Records for this task:
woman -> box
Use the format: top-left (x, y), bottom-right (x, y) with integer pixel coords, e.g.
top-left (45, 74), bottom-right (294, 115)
...
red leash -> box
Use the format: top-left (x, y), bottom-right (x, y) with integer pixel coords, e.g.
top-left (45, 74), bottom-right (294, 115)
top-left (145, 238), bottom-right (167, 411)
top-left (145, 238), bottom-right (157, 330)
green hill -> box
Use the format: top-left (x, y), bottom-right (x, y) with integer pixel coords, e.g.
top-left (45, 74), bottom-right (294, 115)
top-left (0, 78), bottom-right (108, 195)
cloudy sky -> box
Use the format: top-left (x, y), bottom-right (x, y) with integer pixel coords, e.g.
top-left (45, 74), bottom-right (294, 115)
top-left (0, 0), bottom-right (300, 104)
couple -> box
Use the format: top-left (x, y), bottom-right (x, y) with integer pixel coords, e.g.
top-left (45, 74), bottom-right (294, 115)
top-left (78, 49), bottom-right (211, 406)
---
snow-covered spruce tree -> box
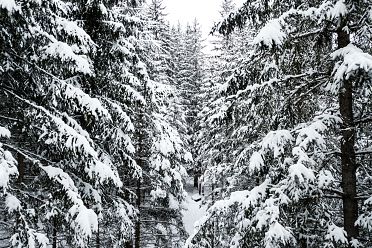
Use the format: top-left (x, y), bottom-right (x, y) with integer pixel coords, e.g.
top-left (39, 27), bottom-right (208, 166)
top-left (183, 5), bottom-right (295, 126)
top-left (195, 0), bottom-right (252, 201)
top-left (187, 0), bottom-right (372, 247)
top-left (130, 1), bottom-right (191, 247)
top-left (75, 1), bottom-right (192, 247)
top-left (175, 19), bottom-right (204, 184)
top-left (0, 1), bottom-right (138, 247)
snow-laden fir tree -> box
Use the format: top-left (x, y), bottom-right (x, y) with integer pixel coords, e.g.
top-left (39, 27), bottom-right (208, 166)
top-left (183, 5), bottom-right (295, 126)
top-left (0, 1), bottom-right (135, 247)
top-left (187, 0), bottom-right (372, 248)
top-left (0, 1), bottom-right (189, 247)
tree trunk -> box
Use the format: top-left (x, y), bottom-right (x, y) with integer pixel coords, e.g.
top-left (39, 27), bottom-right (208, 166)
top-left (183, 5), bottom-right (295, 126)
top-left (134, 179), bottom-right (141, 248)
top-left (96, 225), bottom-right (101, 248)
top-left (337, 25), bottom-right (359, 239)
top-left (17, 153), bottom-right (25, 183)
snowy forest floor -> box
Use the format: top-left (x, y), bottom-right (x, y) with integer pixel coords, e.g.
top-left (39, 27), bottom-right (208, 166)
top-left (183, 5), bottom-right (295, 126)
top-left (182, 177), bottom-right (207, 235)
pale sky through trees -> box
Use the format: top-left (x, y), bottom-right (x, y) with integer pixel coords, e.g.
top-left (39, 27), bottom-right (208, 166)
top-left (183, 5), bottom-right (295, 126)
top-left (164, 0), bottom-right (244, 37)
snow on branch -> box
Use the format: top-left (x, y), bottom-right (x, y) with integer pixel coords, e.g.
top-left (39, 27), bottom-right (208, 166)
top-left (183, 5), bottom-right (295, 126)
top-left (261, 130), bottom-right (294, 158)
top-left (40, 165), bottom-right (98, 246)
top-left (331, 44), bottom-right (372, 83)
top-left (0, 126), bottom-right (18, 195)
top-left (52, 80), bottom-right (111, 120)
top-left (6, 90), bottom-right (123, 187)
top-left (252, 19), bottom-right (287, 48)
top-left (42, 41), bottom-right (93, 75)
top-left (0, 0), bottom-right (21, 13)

Short task:
Scale the lines from the one containing "cloudy sky -> box" up to and including the one containing "top-left (78, 49), bottom-right (211, 406)". Give every one of those lines again, requests included, and multiply each coordinate in the answers by 1.9, rounding to whole numbers with halves rounded up, while leaving the numbers in the requests and their format samples unchanged.

The response:
cloudy sky -> box
Use the format: top-left (x, y), bottom-right (x, y) with integer pixel coords, e.g.
top-left (45, 74), bottom-right (294, 115)
top-left (0, 0), bottom-right (570, 198)
couple -> box
Use the format: top-left (x, y), bottom-right (x, y) with integer pixel coords, e.g.
top-left (45, 74), bottom-right (294, 115)
top-left (148, 93), bottom-right (401, 771)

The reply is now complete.